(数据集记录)
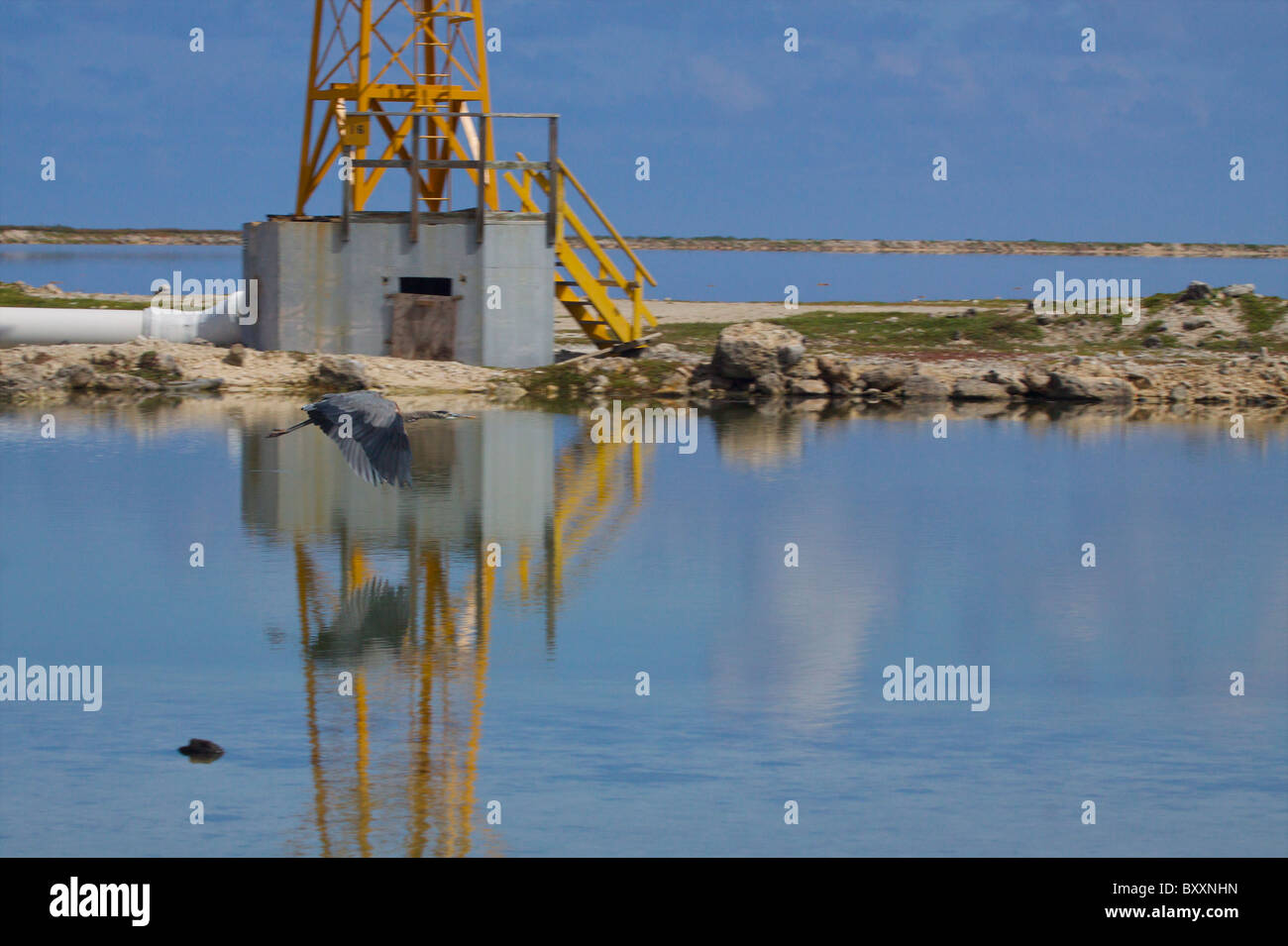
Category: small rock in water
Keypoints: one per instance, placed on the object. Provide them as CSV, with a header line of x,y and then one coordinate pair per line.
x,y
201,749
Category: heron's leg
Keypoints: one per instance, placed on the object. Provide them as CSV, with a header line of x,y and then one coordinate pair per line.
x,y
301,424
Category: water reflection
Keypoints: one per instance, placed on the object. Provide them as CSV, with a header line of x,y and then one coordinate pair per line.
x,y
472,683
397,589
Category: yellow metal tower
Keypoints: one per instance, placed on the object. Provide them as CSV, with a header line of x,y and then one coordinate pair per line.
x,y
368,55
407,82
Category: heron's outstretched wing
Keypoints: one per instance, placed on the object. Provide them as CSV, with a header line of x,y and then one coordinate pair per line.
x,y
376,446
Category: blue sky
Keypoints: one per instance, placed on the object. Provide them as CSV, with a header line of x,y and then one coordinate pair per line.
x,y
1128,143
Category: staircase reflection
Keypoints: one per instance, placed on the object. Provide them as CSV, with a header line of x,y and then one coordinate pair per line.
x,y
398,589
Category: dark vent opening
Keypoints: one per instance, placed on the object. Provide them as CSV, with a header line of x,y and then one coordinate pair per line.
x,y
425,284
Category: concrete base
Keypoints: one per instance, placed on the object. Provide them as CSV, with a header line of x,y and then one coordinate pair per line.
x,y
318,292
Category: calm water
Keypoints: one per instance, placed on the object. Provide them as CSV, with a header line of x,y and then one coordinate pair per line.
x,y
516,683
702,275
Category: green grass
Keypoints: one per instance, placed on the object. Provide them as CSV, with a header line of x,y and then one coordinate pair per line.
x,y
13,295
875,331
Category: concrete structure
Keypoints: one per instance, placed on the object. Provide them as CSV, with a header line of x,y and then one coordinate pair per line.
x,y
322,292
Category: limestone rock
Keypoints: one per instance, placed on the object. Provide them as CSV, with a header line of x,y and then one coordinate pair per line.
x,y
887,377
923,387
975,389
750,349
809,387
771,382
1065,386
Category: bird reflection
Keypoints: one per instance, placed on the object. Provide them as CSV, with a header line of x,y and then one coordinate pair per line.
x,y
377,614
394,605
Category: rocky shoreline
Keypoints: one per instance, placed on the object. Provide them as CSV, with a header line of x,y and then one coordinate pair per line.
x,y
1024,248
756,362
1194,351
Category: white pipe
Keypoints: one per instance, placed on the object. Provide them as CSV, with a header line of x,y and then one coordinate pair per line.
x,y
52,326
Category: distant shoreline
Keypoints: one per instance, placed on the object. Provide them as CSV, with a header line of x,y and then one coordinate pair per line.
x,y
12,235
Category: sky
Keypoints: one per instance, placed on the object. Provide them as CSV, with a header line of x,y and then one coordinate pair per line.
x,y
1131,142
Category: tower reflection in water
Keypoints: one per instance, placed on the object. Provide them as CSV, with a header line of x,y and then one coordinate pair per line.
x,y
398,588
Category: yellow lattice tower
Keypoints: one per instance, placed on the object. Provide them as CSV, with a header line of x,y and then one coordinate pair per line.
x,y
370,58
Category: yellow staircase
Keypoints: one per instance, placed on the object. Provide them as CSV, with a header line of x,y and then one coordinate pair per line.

练习
请把上面全部记录中的“Category”替换成“Class”，其余内容一律不变，重新写出这些记录。写出时不要包含图片。

练习结果
Class: small rock in water
Keypoints: one per instance, placed on the object. Provide them as CSV, with a header line of x,y and then one coordinate pair per line.
x,y
201,749
Class: heron's leg
Keypoints: one per instance, placed on the object. Provide them as CSV, with a header line of x,y and then one coordinate pair per line.
x,y
301,424
Class: water reflection
Keypoints: one per instance, placed on the object. Provide them as CSV, with a header line of x,y and then one coordinate pair per line.
x,y
472,683
397,589
Class: yellow metal tower
Keypoints: one per instance, placed on the object. Provide them as CSV, with a header line of x,y and then one coordinate pair per line.
x,y
368,55
407,82
Class: heron's outstretched wing
Keypoints: one per instance, placed on the object. Provide them as CSV, with a header line of x,y and then one coordinate pair per line.
x,y
376,446
Class: blue sky
Keypoints: one per instance, placed on the object. Provide them as CSV, with a header line of x,y and then one coordinate pair per line.
x,y
1128,143
Class: staircase reflection
Keypoints: one per instance, placed on the object. Provide them as CSV, with a header line of x,y and then one coordinate pair per line.
x,y
398,589
Class: dark vent opening
Keypoints: one per instance, placed on the object. Provide them as CSV, with a header line of x,y and then one coordinate pair per line.
x,y
425,284
Class: concrete base
Keypoints: one per instance, placed on the object. Provide them as CSV, with a header line of x,y and then one coordinate pair per line.
x,y
318,292
Class: calm water
Keypoints: one per instance, placed on the object. Provide them as CSV, with a header line of x,y and then one coordinate pair per line.
x,y
516,683
702,275
Class: green grass
Keypoints: one per instance, placed on the object. Provide them as CSV, with a header line of x,y and then one coordinate pair per line.
x,y
13,295
875,331
Class: concrete structure
Keypoints: one per instance, placed on the object. Provide them as CSV, with a header line of x,y and then one coordinate pair per line.
x,y
322,292
Class: limestone rock
Keypoints: one per instance, placed on the object. Provide them as CSV, with a header line of x,y and then one coordinate pair per line.
x,y
887,377
923,387
975,389
750,349
809,387
771,382
1065,386
Class: bird reflection
Keypoints: one per instance, placed on the object. Provide them as CSV, with a header line of x,y and then one coordinate pair per line.
x,y
377,614
394,605
Class: rocky shoreline
Keypoints: one per instance, placed on the object. Provide them as CSV, with a header line of x,y and then one coordinate pair per line.
x,y
1024,248
756,362
1194,351
Class: white pipe
Keypoints: one per instance, placed on the object. Provide them as CSV, with a header line of x,y and then one coordinate pair per line.
x,y
52,326
Class: distant shoreline
Keypoints: one per instance, placed on the object. Provide them as CSV, with a header line of x,y and then one coordinate pair per line.
x,y
12,235
Class: sky
Keypoints: one per instance, placed on the object. Provide them as CSV, with a header line of x,y and then one coordinate pair per line.
x,y
1131,142
Class: tower reflection in water
Keypoints: one per instance, placed on the object. Provide them as CSV, with a header line of x,y and then one coordinate pair per line.
x,y
398,588
Class: yellow lattice tower
Keypoints: one per instance, placed on the object. Provide them as CSV, with a header line of x,y and then one coordinate pair per line.
x,y
370,58
Class: yellow staircase
Keypoints: one per instance, placed on the object. Provide them as CSV, with a header line of x,y and then one coordinate pair per line.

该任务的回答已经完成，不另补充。